- **ARTICLE**:
————
The Office for Budget Responsibility (OBR) forecast that public sector net borrowing (excluding public sector banks) will be £58.3 billion during the financial year ending March 2018, an increase of £12.5 billion on the outturn net borrowing in the financial year ending March 2017.

Up is always the new down for them. Well we should have realised October might be a dodgy month when the OBR released this on the 29th.

On 29 October 2018, the Office for Budget Responsibility (OBR) revised their official forecast of borrowing for the financial year ending (FYE) March 2019 down by £11.6 billion to £25.5 billion.


Much better UK public borrowing gives the Chancellor an extra Budget option

Sometime we find ourselves with the opportunity to look at things from a different perspective and learn from it and this morning is providing that. Let me illustrate with this tweet from @SunChartist.

Are 4.5 year high in Italian bond & 52 week high on Spanish bonds yields bullish Euro? Asking for a friend.

It did not need to draw my attention to the Italian bond market which has been falling again and set new lows for this phase today. In futures terms its BTP December contract is a bit over 118 which means the ten-year yield has reached 3.8%. I forget which investment bank said that between 3,5% and 4% was the point of no return. That is over dramatic in my opinion, but it is what Taylor Swift would call a sign of “trouble,trouble,trouble”.

There is now a hint of contagion as we note that the Spanish bond market is falling today and its equivalent yield is now 1.8%. Context is needed as it is less than half the Italian equivalent and rises were always likely as the ECB scaled back its purchases under its QE programme but a change none the less. However and this is my main opening thrust today there is a small or medium-sized island depending on your perspective which has seen its bonds doing well over the last week or so. It is the UK where the ten-year Gilt yield has fallen from above 1.71% to 1.53%. Again memes can be overdone but looked at in isolation there is a case for suggesting there has perhaps been what is called a flight to quality or a move towards a safe haven. Of course safer haven would be a better description for a market once described as being on a “bed of nitroglycerine” but however you spin it UK Gilts have been in demand.

I have looked at it this way because this week the media have been looking at it in a different way as this from the Financial Times highlights.

Even if Mr Hammond sticks to his current target of balancing the government’s books by the mid 2020s, government debt will fall only slowly as a proportion of GDP, because the long-term outlook for growth is so lacklustre.

Actually this misses out that the national debt to GDP ratio is falling which has been demonstrated by this morning’s official release.

Debt (Public sector net debt excluding public sector banks) at the end of September 2018 was £1,789.5 billion (or 84.3% of gross domestic product (GDP)); an increase of £3.4 billion (or a decrease of 2.4 percentage points) on September 2017.
————
- **RECORDS PROVIDED**:
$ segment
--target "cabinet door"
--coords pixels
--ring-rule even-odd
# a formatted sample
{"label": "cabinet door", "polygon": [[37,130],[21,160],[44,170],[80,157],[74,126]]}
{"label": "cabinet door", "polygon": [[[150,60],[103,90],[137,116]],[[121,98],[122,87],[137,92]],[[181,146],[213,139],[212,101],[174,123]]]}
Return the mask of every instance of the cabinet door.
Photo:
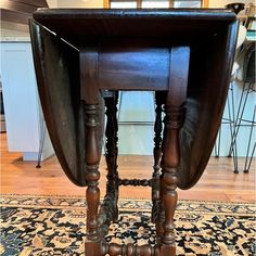
{"label": "cabinet door", "polygon": [[30,42],[1,43],[9,151],[37,152],[40,120]]}

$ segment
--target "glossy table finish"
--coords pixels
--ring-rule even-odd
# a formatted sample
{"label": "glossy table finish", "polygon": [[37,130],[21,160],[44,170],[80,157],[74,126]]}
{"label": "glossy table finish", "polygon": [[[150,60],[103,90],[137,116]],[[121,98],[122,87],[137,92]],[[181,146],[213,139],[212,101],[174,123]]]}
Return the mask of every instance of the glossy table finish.
{"label": "glossy table finish", "polygon": [[[236,30],[235,15],[221,10],[42,9],[34,14],[34,59],[49,133],[65,174],[88,187],[86,255],[176,254],[176,188],[195,184],[208,162]],[[151,180],[118,176],[119,90],[155,91]],[[100,206],[104,105],[108,181]],[[105,242],[110,223],[118,217],[119,185],[152,187],[154,247]]]}

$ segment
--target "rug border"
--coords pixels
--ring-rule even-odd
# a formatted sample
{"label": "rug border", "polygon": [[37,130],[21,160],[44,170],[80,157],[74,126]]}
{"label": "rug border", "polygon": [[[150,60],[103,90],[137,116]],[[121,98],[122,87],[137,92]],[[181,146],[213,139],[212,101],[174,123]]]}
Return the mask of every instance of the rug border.
{"label": "rug border", "polygon": [[[35,199],[35,197],[38,197],[38,199],[49,199],[49,197],[55,197],[55,199],[79,199],[79,200],[85,200],[86,199],[86,195],[85,196],[81,196],[81,195],[60,195],[60,194],[11,194],[11,193],[0,193],[0,199],[1,197],[31,197],[31,199]],[[101,197],[101,201],[103,200],[104,197]],[[151,199],[142,199],[142,197],[119,197],[118,201],[137,201],[137,202],[140,202],[140,201],[150,201],[151,202]],[[210,200],[210,201],[207,201],[207,200],[178,200],[178,203],[179,202],[188,202],[188,203],[208,203],[208,204],[229,204],[229,205],[252,205],[252,206],[256,206],[256,203],[249,203],[249,202],[231,202],[231,201],[214,201],[214,200]],[[1,203],[0,203],[1,204]]]}

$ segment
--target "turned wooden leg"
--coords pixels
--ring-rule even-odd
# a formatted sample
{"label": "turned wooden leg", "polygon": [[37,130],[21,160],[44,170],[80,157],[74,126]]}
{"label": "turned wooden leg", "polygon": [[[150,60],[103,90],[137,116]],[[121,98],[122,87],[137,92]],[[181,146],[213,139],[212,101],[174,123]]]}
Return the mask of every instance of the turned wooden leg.
{"label": "turned wooden leg", "polygon": [[100,150],[97,138],[98,123],[98,106],[86,105],[86,165],[88,174],[86,180],[88,182],[86,199],[87,199],[87,241],[85,252],[87,256],[101,255],[101,241],[100,230],[98,223],[98,207],[100,204],[100,190],[99,190],[99,162]]}
{"label": "turned wooden leg", "polygon": [[157,239],[159,240],[163,230],[161,228],[161,191],[159,191],[159,179],[161,179],[161,156],[162,156],[162,129],[163,129],[163,124],[162,124],[162,105],[163,105],[163,94],[161,92],[155,92],[155,103],[156,103],[156,117],[155,117],[155,125],[154,125],[154,132],[155,132],[155,138],[154,138],[154,172],[152,177],[152,222],[156,223],[156,234]]}
{"label": "turned wooden leg", "polygon": [[[169,90],[165,104],[165,129],[163,139],[161,197],[165,214],[164,234],[161,239],[161,256],[176,255],[174,215],[177,205],[177,168],[180,162],[179,131],[183,125],[184,103],[189,75],[190,48],[172,48],[170,53]],[[182,68],[180,68],[182,67]],[[162,213],[163,213],[162,212]]]}
{"label": "turned wooden leg", "polygon": [[106,184],[106,196],[111,201],[111,204],[114,204],[114,213],[110,213],[112,215],[111,220],[116,221],[118,218],[118,172],[117,172],[117,101],[118,101],[118,91],[114,91],[112,97],[105,98],[105,106],[106,106],[106,165],[107,165],[107,184]]}
{"label": "turned wooden leg", "polygon": [[182,126],[183,107],[166,105],[165,133],[163,145],[163,205],[165,221],[163,225],[161,255],[176,255],[174,215],[177,205],[177,167],[179,165],[179,129]]}

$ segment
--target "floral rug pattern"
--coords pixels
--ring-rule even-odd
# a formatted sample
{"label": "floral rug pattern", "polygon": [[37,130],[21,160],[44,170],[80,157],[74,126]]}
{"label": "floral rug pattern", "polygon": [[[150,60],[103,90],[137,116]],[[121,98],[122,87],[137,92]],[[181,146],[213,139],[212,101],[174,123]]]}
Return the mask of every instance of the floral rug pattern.
{"label": "floral rug pattern", "polygon": [[[2,256],[78,256],[85,254],[86,201],[78,196],[2,194]],[[152,244],[151,202],[119,201],[118,223],[107,241]],[[175,214],[177,255],[256,255],[256,206],[179,201]]]}

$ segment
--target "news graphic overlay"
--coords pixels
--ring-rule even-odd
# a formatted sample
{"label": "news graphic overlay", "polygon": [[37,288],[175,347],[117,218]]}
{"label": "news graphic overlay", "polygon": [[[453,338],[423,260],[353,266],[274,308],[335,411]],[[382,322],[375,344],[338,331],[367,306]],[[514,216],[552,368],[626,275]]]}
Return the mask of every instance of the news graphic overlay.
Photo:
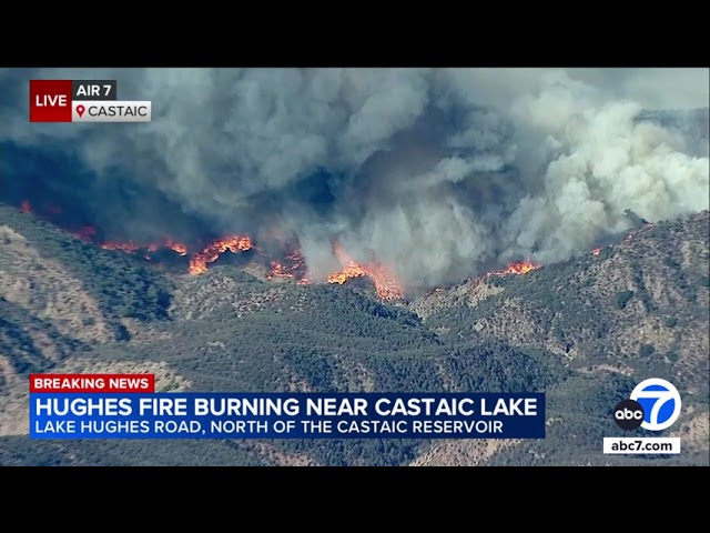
————
- **REQUIRED WORK**:
1) Decide whether each statement below agrees with the article on UK public borrowing above, answering yes or no and quoting the article's deciding words exactly. (a) The OBR lowered its borrowing forecast for the financial year ending March 2019 by £11.6 billion. (b) The Spanish ten-year bond yield is higher than the Italian one. (c) The UK ten-year Gilt yield has risen over the last week or so.
2) Return each line of the records that contains the string "floral", treating uppercase and lowercase as different.

- **WRITTEN ANSWERS**:
1)
(a) Yes: "revised their official forecast of borrowing for the financial year ending (FYE) March 2019 down by £11.6 billion to £25.5 billion"
(b) No: "it is less than half the Italian equivalent"
(c) No: "the ten-year Gilt yield has fallen from above 1.71% to 1.53%"

2)
--target "floral rug pattern"
{"label": "floral rug pattern", "polygon": [[37,130],[21,160],[44,170],[80,157],[74,126]]}
{"label": "floral rug pattern", "polygon": [[[150,60],[103,90],[137,116]],[[121,98],[122,87],[137,92]],[[181,146],[213,139],[212,101],[174,123]]]}
Return the mask of every instance of the floral rug pattern.
{"label": "floral rug pattern", "polygon": [[[2,256],[78,256],[85,254],[86,201],[78,196],[2,194]],[[152,244],[151,202],[119,201],[118,223],[107,241]],[[175,214],[177,255],[256,255],[256,206],[179,201]]]}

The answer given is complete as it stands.